* Exercise aim: Write down each entry precisely as given.

◆ ◆ ◆ ◆ ◆ ◆ ◆

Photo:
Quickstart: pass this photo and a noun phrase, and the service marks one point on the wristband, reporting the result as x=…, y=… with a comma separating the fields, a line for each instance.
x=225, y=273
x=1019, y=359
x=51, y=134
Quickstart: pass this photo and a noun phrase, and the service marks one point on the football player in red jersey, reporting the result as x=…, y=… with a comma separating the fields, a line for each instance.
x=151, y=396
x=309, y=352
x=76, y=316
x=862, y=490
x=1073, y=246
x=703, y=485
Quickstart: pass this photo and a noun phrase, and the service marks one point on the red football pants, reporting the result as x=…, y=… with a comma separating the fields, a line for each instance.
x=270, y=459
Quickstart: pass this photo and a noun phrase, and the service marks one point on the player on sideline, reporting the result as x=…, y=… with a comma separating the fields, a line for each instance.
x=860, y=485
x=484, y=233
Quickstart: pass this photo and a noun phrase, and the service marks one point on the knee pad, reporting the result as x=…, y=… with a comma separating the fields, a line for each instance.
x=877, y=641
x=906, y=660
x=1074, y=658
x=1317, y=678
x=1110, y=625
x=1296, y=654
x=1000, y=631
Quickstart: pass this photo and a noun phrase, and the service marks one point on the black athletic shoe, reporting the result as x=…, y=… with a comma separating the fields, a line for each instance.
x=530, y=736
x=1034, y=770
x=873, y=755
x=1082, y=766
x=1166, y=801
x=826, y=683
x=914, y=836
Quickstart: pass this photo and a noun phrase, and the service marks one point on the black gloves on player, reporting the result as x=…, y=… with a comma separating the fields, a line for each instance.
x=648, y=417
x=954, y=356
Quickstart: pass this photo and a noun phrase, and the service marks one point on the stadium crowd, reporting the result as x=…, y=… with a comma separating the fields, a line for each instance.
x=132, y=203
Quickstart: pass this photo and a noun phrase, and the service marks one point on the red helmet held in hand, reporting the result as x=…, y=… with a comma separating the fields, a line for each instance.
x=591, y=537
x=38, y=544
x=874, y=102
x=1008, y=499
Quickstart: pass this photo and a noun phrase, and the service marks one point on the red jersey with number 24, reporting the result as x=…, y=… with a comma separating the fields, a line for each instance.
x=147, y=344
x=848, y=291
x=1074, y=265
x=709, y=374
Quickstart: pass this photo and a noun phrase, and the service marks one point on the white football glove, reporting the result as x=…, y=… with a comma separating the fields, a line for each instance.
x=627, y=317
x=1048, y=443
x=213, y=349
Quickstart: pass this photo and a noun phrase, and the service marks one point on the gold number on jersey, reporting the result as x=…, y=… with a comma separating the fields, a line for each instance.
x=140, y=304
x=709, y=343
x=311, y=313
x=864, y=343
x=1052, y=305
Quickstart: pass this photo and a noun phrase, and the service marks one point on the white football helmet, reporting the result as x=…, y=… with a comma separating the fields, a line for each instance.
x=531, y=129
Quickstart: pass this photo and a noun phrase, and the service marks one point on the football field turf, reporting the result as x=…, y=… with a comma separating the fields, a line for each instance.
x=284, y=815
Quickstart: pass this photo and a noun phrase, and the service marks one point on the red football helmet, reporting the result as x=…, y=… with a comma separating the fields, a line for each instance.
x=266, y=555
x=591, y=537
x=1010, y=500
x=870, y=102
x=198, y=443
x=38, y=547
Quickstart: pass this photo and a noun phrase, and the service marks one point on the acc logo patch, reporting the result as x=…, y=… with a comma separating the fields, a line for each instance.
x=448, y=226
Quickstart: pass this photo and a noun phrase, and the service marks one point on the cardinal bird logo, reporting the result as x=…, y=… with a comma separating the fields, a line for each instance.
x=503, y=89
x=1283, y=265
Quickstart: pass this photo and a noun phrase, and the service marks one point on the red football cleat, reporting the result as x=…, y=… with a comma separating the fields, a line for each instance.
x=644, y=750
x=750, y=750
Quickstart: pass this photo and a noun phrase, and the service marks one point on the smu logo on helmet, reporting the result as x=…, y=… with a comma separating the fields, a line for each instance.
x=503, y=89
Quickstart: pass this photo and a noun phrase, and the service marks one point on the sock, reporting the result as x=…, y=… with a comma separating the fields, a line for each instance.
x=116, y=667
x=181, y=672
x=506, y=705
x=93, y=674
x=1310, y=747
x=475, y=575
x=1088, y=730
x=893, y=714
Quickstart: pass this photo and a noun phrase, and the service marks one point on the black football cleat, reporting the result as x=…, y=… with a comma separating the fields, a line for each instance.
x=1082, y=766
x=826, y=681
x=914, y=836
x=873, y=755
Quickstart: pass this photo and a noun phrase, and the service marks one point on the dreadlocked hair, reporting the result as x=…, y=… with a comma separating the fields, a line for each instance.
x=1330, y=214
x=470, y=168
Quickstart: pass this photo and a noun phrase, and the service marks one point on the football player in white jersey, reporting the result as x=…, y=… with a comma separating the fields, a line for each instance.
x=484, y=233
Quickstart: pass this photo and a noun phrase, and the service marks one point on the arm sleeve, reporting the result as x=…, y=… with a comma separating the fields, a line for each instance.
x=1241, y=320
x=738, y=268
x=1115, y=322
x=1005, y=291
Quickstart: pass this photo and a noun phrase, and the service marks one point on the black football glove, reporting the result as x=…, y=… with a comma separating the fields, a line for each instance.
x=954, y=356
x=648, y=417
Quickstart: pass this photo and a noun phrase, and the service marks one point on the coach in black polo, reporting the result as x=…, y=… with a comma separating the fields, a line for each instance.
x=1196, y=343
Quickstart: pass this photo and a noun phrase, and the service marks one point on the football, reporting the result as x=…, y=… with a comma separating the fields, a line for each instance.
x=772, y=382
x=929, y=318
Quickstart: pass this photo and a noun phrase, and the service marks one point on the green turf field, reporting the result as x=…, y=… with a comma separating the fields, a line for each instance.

◆ ◆ ◆ ◆ ◆ ◆ ◆

* Answer to this problem:
Photo:
Quickstart: pass this photo and a noun phrase, and the service marks one point on the wristband, reporting the result as x=…, y=… with a comma separating the fields, a line for each instance.
x=225, y=273
x=1019, y=359
x=51, y=134
Quickstart: pass this photo and a noun phrase, and the service marks one point on the football player in red jersey, reporting the result as x=…, y=… with a comma separating the fields, a line for each instance.
x=151, y=396
x=309, y=352
x=76, y=316
x=862, y=490
x=1073, y=246
x=703, y=485
Quickstart: pass this photo and a noun phrase, and the service marks one point on the red football pants, reporting the result as x=…, y=… with a comma separating the fields, a line for each instance.
x=270, y=459
Quickstart: pass this photo and a noun phrase, and the service marks one point on the player on sideline, reporting the result as x=…, y=… with a comma separating the fields, a line for each instance.
x=860, y=485
x=484, y=233
Quickstart: pass this photo and a noun phrase, and the service marks one point on the knee pad, reporting the result as x=…, y=… with a comma separating the fields, a line for each instance.
x=877, y=641
x=906, y=660
x=1074, y=658
x=1317, y=678
x=1110, y=625
x=1296, y=654
x=1000, y=631
Quickstart: pass this photo and a noun phrase, and the service marks one point on the black athletic shoe, reporting the result as x=…, y=… with a comma separating the fields, a line for each instance.
x=530, y=736
x=1034, y=770
x=873, y=755
x=1082, y=766
x=1166, y=801
x=826, y=683
x=914, y=836
Quickstart: pass this photo and a noun phrase, and the service marks one point on the black gloves on player, reporting the result as x=…, y=… with a comma separating the fields, a line for each instance.
x=648, y=417
x=954, y=356
Quickstart: pass this photo and a noun phrase, and the service marks one point on the stadium crowd, reporting the result as x=…, y=… with a comma separating the fields, a line for each instance.
x=132, y=203
Quickstart: pass this photo and a noun phrase, and the service marks one point on the red helmet held in hand, reporting the result as x=…, y=… with a comma separating the fields, a line for each instance.
x=591, y=537
x=38, y=544
x=874, y=102
x=1008, y=499
Quickstart: pass this photo and a noun phrase, and the service marks one point on the red jersey with number 24, reporting the result as x=…, y=… with a comma separating the fields, a line for each instance.
x=147, y=344
x=848, y=291
x=1074, y=265
x=709, y=374
Quickstart: pass this photo and a noun phrase, and the service marks one point on the white football glove, reporting the result as x=…, y=… with a comma separating the fields, a line for each instance.
x=627, y=317
x=1048, y=443
x=213, y=349
Quickstart: pass this photo and a noun phrase, and the service marks one point on the gold number on jersey, reporting the result as x=…, y=… with a comma separating the fields, a line for each instance.
x=140, y=304
x=709, y=343
x=311, y=313
x=864, y=343
x=1052, y=305
Quickstart: pass this photo and a noun phrase, and the service marks one point on the white football helmet, reporting the result as x=…, y=… with a comma separating the fields, a line for each instance.
x=531, y=129
Quickstart: pass this photo and a noun phrase, and the service marks one point on the football field turf, reporting the result as x=…, y=… with a comma separating the fields, a line for each instance.
x=284, y=815
Quickstart: pass this photo and a noun phrase, and the service marks one point on the red football helmet, reporting the result as x=…, y=… with a comma separating the fields, a line for each instance.
x=266, y=555
x=591, y=537
x=1010, y=500
x=870, y=102
x=198, y=443
x=38, y=547
Quickstart: pass this photo and a noun phrase, and the service marks one point on the acc logo patch, reporting the result as x=…, y=… with a comma separating the fields, a line for each instance.
x=448, y=226
Quickstart: pass this photo and a noun phrase, and the service marks one point on the cardinal bird logo, reporting the result as x=…, y=… with a comma separating the fields, a line for each instance.
x=503, y=89
x=1283, y=265
Quickstart: pass this photo and a noun phrase, and the service marks one point on the red football cleat, reporting the result as x=…, y=… with a comma separating the fields, a line for each instance.
x=644, y=750
x=750, y=750
Quickstart: pass this photo and a noun phrase, and the service marks one point on the smu logo on helmet, reporting the result as x=…, y=… with a comma separating the fields, a line for each instance.
x=503, y=89
Quickstart: pass this photo and a noun phrase, and the service marks one point on the sock, reporting the result as x=…, y=… with a comma separating the fields, a line for each instance.
x=116, y=667
x=181, y=672
x=506, y=705
x=93, y=674
x=1310, y=747
x=475, y=575
x=1088, y=730
x=893, y=714
Quickstart: pass this photo and a noun phrase, and the service marks one point on the black football cleat, reporting the result as x=…, y=… with a comma separating the fields, a line for each instance.
x=1082, y=766
x=826, y=681
x=914, y=836
x=873, y=755
Quickstart: pass this photo and a noun phrase, and the service marks one point on the dreadlocked hair, reporting the result as x=…, y=… with a comma separating the fields, a line for each instance.
x=1330, y=214
x=470, y=168
Quickstart: pass this photo and a noun phrase, and the service marks one point on the football player in white jersey, reporting the result as x=…, y=… with a comma separating the fields, a line for each instance.
x=484, y=233
Quickstart: pass this photo and a noun phrase, and the service marks one point on the arm sleeve, reporting the result as x=…, y=… with a comma separating the fields, a line for each instance.
x=1241, y=320
x=738, y=268
x=1115, y=322
x=1005, y=291
Quickstart: pass this photo and a noun phrase, and the service marks one point on the black football glove, reporting the result as x=…, y=… with a comma separating the fields, a line for each instance.
x=954, y=356
x=648, y=417
Quickstart: pass this photo and a noun phrase, and the service marks one point on the coach in black polo, reporting the result as x=…, y=… with a comma separating the fields, a line for each instance.
x=1196, y=343
Quickstart: pass this photo and a noun phrase, and the service marks one point on the football, reporting the result as x=…, y=… with a comma separating the fields, a line for each instance.
x=772, y=382
x=929, y=318
Quickstart: pass this photo and a noun phrase, and the service marks one point on the green turf field, reporting the result as x=…, y=… with a comma separating the fields, a line for each instance.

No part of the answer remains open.